> WHAT THE TASK ASKS:
Could you format the listing below as a Markdown table with the columns Row and Listing line, numbering each line in order and skipping any blank ones?

> GIVEN DATA:
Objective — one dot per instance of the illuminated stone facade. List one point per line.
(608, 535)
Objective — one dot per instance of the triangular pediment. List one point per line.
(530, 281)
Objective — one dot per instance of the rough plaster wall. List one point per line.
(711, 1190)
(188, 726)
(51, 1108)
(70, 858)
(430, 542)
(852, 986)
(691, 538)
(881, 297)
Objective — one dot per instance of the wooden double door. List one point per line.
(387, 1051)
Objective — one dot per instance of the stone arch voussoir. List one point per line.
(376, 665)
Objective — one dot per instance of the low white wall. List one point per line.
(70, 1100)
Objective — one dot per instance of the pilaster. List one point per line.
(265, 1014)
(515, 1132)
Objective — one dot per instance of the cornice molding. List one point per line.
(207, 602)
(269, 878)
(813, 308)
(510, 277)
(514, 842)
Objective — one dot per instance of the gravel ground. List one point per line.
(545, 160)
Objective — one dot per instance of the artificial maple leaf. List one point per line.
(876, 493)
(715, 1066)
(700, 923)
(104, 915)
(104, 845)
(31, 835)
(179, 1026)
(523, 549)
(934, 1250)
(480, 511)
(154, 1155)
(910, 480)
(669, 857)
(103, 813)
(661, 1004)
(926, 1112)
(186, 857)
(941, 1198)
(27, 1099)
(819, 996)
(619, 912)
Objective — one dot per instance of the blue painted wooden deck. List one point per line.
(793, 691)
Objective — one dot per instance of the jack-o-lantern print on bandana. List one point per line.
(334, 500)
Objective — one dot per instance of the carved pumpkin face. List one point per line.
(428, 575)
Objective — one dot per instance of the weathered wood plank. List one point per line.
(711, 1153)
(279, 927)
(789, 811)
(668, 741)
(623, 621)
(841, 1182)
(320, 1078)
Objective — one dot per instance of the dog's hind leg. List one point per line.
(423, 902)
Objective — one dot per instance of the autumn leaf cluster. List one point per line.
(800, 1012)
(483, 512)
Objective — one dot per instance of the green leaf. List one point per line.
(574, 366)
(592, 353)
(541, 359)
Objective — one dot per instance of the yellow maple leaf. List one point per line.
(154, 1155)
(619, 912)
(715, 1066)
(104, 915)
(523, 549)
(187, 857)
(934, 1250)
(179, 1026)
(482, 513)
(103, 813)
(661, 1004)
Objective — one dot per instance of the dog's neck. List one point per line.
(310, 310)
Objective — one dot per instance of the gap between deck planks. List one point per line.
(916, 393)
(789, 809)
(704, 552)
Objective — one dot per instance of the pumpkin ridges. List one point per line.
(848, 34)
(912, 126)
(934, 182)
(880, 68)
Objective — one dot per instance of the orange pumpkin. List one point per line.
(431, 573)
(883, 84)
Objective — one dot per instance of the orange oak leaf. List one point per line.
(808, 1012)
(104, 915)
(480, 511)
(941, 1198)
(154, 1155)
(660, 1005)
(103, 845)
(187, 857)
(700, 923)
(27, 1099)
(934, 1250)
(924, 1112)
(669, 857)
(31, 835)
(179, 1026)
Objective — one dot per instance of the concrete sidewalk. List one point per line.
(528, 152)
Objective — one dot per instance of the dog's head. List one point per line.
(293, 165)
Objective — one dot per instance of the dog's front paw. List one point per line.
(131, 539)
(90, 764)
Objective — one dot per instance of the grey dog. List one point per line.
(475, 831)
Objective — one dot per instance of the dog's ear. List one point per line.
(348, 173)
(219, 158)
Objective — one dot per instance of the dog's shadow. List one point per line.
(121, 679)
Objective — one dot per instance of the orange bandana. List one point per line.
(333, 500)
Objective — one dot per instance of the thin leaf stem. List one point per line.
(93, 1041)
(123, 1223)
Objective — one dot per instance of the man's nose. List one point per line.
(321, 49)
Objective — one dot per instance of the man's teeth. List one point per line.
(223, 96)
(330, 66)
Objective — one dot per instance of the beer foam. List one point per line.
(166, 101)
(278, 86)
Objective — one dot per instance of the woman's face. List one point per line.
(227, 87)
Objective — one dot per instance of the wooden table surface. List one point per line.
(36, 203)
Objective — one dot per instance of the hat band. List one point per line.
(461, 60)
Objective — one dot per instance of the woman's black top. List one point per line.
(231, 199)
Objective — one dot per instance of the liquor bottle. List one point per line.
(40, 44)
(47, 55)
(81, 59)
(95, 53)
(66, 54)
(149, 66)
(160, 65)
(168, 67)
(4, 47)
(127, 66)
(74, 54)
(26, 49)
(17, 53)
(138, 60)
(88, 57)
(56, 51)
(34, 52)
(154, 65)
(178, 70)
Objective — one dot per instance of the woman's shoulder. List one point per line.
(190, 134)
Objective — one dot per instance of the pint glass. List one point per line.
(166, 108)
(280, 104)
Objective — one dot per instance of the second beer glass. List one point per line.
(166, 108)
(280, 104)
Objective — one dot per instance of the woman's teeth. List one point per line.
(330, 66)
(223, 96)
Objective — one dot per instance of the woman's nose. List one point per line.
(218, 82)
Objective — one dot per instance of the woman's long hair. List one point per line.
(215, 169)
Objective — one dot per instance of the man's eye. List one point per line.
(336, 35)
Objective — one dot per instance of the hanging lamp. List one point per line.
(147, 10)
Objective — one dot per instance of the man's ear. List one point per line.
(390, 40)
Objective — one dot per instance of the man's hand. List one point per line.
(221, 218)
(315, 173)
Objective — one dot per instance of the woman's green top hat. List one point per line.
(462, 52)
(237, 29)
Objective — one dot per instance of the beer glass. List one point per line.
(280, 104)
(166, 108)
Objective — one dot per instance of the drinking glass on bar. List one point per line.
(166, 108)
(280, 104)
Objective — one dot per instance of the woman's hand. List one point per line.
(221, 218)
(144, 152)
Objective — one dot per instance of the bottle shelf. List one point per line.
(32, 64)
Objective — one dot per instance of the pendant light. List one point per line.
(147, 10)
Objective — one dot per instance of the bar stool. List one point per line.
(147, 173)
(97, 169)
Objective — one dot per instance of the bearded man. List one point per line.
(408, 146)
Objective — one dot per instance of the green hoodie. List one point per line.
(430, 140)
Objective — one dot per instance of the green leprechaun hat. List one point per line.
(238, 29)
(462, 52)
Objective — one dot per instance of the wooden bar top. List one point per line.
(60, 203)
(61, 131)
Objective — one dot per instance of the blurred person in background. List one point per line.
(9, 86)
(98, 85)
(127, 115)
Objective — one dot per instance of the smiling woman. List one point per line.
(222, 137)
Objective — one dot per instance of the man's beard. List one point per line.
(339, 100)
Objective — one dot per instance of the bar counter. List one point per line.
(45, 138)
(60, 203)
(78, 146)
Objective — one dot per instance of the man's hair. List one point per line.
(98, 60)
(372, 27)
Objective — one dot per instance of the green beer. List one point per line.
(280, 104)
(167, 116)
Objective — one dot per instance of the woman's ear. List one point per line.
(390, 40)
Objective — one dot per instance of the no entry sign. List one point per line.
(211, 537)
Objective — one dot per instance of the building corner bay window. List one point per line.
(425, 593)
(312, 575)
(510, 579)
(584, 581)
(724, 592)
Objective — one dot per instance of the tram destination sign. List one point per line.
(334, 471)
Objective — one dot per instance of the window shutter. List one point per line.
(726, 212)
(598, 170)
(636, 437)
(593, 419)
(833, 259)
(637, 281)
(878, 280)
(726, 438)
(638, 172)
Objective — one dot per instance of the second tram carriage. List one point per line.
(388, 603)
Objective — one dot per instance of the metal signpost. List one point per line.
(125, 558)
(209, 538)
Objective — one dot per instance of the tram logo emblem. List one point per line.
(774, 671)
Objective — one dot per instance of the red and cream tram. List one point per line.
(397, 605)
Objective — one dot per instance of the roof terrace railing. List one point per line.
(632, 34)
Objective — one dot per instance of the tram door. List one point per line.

> OUTPUT FOR THIS EXERCISE:
| Row | Listing line |
|---|---|
| 1 | Objective — one dot per instance of the illuminated stone facade. List one point per line. |
| 2 | (608, 535) |
| 3 | Objective — one dot per instance of the triangular pediment. List one point per line. |
| 4 | (530, 281) |
| 5 | Objective — one dot per instance of the rough plaster wall. List one point per line. |
| 6 | (711, 1190) |
| 7 | (188, 726) |
| 8 | (51, 1108) |
| 9 | (70, 858) |
| 10 | (430, 542) |
| 11 | (852, 986) |
| 12 | (691, 538) |
| 13 | (881, 297) |
| 14 | Objective — one dot per instance of the wooden double door. List one point per line. |
| 15 | (387, 1051) |
| 16 | Objective — one dot per instance of the stone arch voussoir. List one point per line. |
| 17 | (376, 665) |
| 18 | Objective — one dot per instance of the low white wall. List one point per line. |
| 19 | (70, 1100) |
| 20 | Objective — one dot per instance of the pilaster. List one point per line. |
| 21 | (265, 1014) |
| 22 | (515, 1132) |
| 23 | Objective — one dot per instance of the cornice molding. List one point per line. |
| 24 | (207, 602) |
| 25 | (269, 878) |
| 26 | (813, 308) |
| 27 | (510, 277) |
| 28 | (514, 842) |
| 29 | Objective — one dot per instance of the gravel ground. List one point per line. |
| 30 | (545, 160) |
| 31 | Objective — one dot per instance of the artificial maple leaf. List one point per line. |
| 32 | (876, 493) |
| 33 | (715, 1066) |
| 34 | (700, 923) |
| 35 | (104, 915) |
| 36 | (104, 845) |
| 37 | (31, 835) |
| 38 | (179, 1026) |
| 39 | (523, 549) |
| 40 | (934, 1250) |
| 41 | (480, 511) |
| 42 | (154, 1155) |
| 43 | (910, 480) |
| 44 | (669, 857) |
| 45 | (103, 813) |
| 46 | (661, 1004) |
| 47 | (926, 1112) |
| 48 | (186, 857) |
| 49 | (941, 1198) |
| 50 | (27, 1099) |
| 51 | (819, 996) |
| 52 | (619, 912) |
| 53 | Objective — one dot per instance of the blue painted wooden deck. List one point per line. |
| 54 | (793, 691) |
| 55 | Objective — one dot per instance of the jack-o-lantern print on bandana. List one point per line. |
| 56 | (334, 500) |
| 57 | Objective — one dot per instance of the carved pumpkin face. List one point per line. |
| 58 | (428, 575) |
| 59 | Objective — one dot per instance of the weathered wood plank. List one point per line. |
| 60 | (711, 1153) |
| 61 | (279, 927) |
| 62 | (789, 811) |
| 63 | (668, 741) |
| 64 | (623, 621) |
| 65 | (841, 1182) |
| 66 | (320, 1078) |
| 67 | Objective — one dot per instance of the dog's hind leg. List one point per line. |
| 68 | (423, 902) |
| 69 | Objective — one dot per instance of the autumn leaf cluster. List one point per line. |
| 70 | (800, 1012) |
| 71 | (483, 512) |
| 72 | Objective — one dot per instance of the green leaf. List one point per line. |
| 73 | (574, 366) |
| 74 | (592, 353) |
| 75 | (541, 359) |
| 76 | Objective — one dot per instance of the yellow maple leaf. List one point per line. |
| 77 | (154, 1155) |
| 78 | (619, 912) |
| 79 | (715, 1066) |
| 80 | (104, 915) |
| 81 | (523, 549) |
| 82 | (187, 857) |
| 83 | (934, 1250) |
| 84 | (179, 1026) |
| 85 | (482, 513) |
| 86 | (103, 813) |
| 87 | (661, 1004) |
| 88 | Objective — one dot per instance of the dog's neck. List one point per line. |
| 89 | (310, 310) |
| 90 | Objective — one dot per instance of the gap between deck planks. List one point per line. |
| 91 | (916, 393) |
| 92 | (789, 809) |
| 93 | (704, 552) |
| 94 | Objective — one dot per instance of the pumpkin ridges. List one point per line. |
| 95 | (848, 34) |
| 96 | (912, 126) |
| 97 | (934, 182) |
| 98 | (880, 68) |
| 99 | Objective — one dot per instance of the orange pumpkin. List one point per line. |
| 100 | (431, 573) |
| 101 | (883, 84) |
| 102 | Objective — one dot per instance of the orange oak leaf. List one point per line. |
| 103 | (808, 1012) |
| 104 | (104, 915) |
| 105 | (480, 511) |
| 106 | (941, 1198) |
| 107 | (154, 1155) |
| 108 | (660, 1005) |
| 109 | (103, 845) |
| 110 | (187, 857) |
| 111 | (700, 923) |
| 112 | (27, 1099) |
| 113 | (934, 1250) |
| 114 | (924, 1112) |
| 115 | (669, 857) |
| 116 | (31, 835) |
| 117 | (179, 1026) |
| 118 | Objective — one dot per instance of the concrete sidewalk. List one point per line. |
| 119 | (528, 152) |
| 120 | Objective — one dot per instance of the dog's head. List one point per line. |
| 121 | (293, 165) |
| 122 | Objective — one dot per instance of the dog's front paw. List one point per line. |
| 123 | (131, 539) |
| 124 | (90, 764) |
| 125 | Objective — one dot per instance of the grey dog. List one point per line. |
| 126 | (475, 831) |
| 127 | Objective — one dot per instance of the dog's ear. List one point per line. |
| 128 | (348, 173) |
| 129 | (219, 158) |
| 130 | Objective — one dot per instance of the dog's shadow. List one point per line. |
| 131 | (121, 679) |
| 132 | Objective — one dot per instance of the orange bandana. List one point per line. |
| 133 | (333, 500) |
| 134 | Objective — one dot per instance of the thin leaf stem. List one point per line. |
| 135 | (93, 1041) |
| 136 | (123, 1223) |
| 137 | Objective — one dot per instance of the man's nose. List one point per line. |
| 138 | (321, 49) |
| 139 | Objective — one dot per instance of the man's teeth. List one point per line. |
| 140 | (223, 96) |
| 141 | (330, 66) |
| 142 | Objective — one dot per instance of the beer foam. List one point per line. |
| 143 | (166, 101) |
| 144 | (278, 86) |
| 145 | Objective — one dot per instance of the woman's face. List one point per line. |
| 146 | (227, 87) |
| 147 | Objective — one dot per instance of the wooden table surface. List one point per line. |
| 148 | (36, 203) |
| 149 | Objective — one dot per instance of the hat band. List one point per line. |
| 150 | (461, 60) |
| 151 | Objective — one dot per instance of the woman's black top. List one point per line. |
| 152 | (231, 199) |
| 153 | Objective — one dot per instance of the liquor bottle. List one point per line. |
| 154 | (40, 44) |
| 155 | (47, 55) |
| 156 | (81, 59) |
| 157 | (95, 53) |
| 158 | (66, 54) |
| 159 | (149, 66) |
| 160 | (160, 65) |
| 161 | (168, 67) |
| 162 | (4, 47) |
| 163 | (127, 66) |
| 164 | (74, 54) |
| 165 | (26, 49) |
| 166 | (17, 53) |
| 167 | (138, 60) |
| 168 | (88, 57) |
| 169 | (56, 51) |
| 170 | (34, 52) |
| 171 | (154, 65) |
| 172 | (178, 70) |
| 173 | Objective — one dot per instance of the woman's shoulder. List one point per line. |
| 174 | (190, 134) |
| 175 | Objective — one dot per instance of the pint glass. List one point per line. |
| 176 | (166, 108) |
| 177 | (280, 104) |
| 178 | Objective — one dot per instance of the second beer glass. List one point per line. |
| 179 | (166, 108) |
| 180 | (280, 104) |
| 181 | Objective — one dot per instance of the woman's teeth. List one point per line. |
| 182 | (330, 66) |
| 183 | (223, 96) |
| 184 | Objective — one dot per instance of the woman's nose. List one point per line. |
| 185 | (218, 82) |
| 186 | Objective — one dot per instance of the woman's long hair. List one point per line. |
| 187 | (215, 169) |
| 188 | Objective — one dot per instance of the man's eye. List one point per line. |
| 189 | (336, 35) |
| 190 | Objective — one dot per instance of the hanging lamp. List one point per line. |
| 191 | (147, 10) |
| 192 | Objective — one dot per instance of the man's ear. List one point per line. |
| 193 | (390, 40) |
| 194 | Objective — one dot per instance of the man's hand. List one point per line. |
| 195 | (221, 218) |
| 196 | (315, 173) |
| 197 | Objective — one dot per instance of the woman's green top hat. List one point per line. |
| 198 | (462, 52) |
| 199 | (237, 29) |
| 200 | Objective — one dot per instance of the beer glass. List one point per line. |
| 201 | (280, 104) |
| 202 | (166, 108) |
| 203 | Objective — one dot per instance of the drinking glass on bar. List one point per line. |
| 204 | (166, 108) |
| 205 | (280, 104) |
| 206 | Objective — one dot per instance of the woman's hand. List one point per line. |
| 207 | (221, 218) |
| 208 | (144, 152) |
| 209 | Objective — one dot per instance of the bottle shelf. List one point per line. |
| 210 | (32, 64) |
| 211 | Objective — one dot per instance of the pendant light. List one point per line. |
| 212 | (147, 10) |
| 213 | Objective — one dot per instance of the bar stool. List one point per line. |
| 214 | (147, 173) |
| 215 | (97, 169) |
| 216 | Objective — one dot per instance of the bearded man. List one point per line. |
| 217 | (408, 146) |
| 218 | Objective — one dot per instance of the green hoodie. List one point per line. |
| 219 | (430, 140) |
| 220 | Objective — one dot per instance of the green leprechaun hat. List one point per line. |
| 221 | (238, 29) |
| 222 | (462, 52) |
| 223 | Objective — one dot per instance of the wooden bar top. List one point per line. |
| 224 | (60, 203) |
| 225 | (61, 131) |
| 226 | Objective — one dot per instance of the blurred person in background. List one point per line. |
| 227 | (9, 86) |
| 228 | (98, 85) |
| 229 | (127, 115) |
| 230 | Objective — one dot per instance of the smiling woman. List one point per line. |
| 231 | (222, 137) |
| 232 | Objective — one dot per instance of the man's beard. List one point per line. |
| 233 | (339, 100) |
| 234 | Objective — one dot per instance of the bar counter. List one point per line. |
| 235 | (45, 138) |
| 236 | (60, 203) |
| 237 | (78, 146) |
| 238 | Objective — one dot per instance of the man's hair. List one point per line. |
| 239 | (98, 60) |
| 240 | (372, 27) |
| 241 | Objective — one dot per instance of the green beer. List one point per line. |
| 242 | (280, 104) |
| 243 | (167, 116) |
| 244 | Objective — one dot per instance of the woman's ear. List one point per line. |
| 245 | (390, 40) |
| 246 | Objective — one dot per instance of the no entry sign. List one point per line. |
| 247 | (211, 537) |
| 248 | Objective — one dot per instance of the building corner bay window. List one point per line. |
| 249 | (425, 593) |
| 250 | (312, 575) |
| 251 | (510, 579) |
| 252 | (584, 581) |
| 253 | (724, 592) |
| 254 | Objective — one dot per instance of the tram destination sign. List one point per line. |
| 255 | (334, 471) |
| 256 | Objective — one dot per instance of the window shutter. List one point per line. |
| 257 | (726, 212) |
| 258 | (598, 170) |
| 259 | (636, 437) |
| 260 | (593, 419) |
| 261 | (833, 259) |
| 262 | (637, 281) |
| 263 | (878, 280) |
| 264 | (726, 438) |
| 265 | (638, 172) |
| 266 | Objective — one dot per instance of the second tram carriage. List one point per line. |
| 267 | (388, 603) |
| 268 | Objective — one dot per instance of the metal signpost. List one point per line. |
| 269 | (125, 558) |
| 270 | (209, 538) |
| 271 | Objective — one dot per instance of the tram logo emblem. List one point per line. |
| 272 | (774, 671) |
| 273 | Objective — one dot per instance of the red and cream tram. List one point per line. |
| 274 | (397, 605) |
| 275 | Objective — one dot per instance of the roof terrace railing. List one point per line. |
| 276 | (632, 34) |
| 277 | Objective — one dot per instance of the tram door. List one point per line. |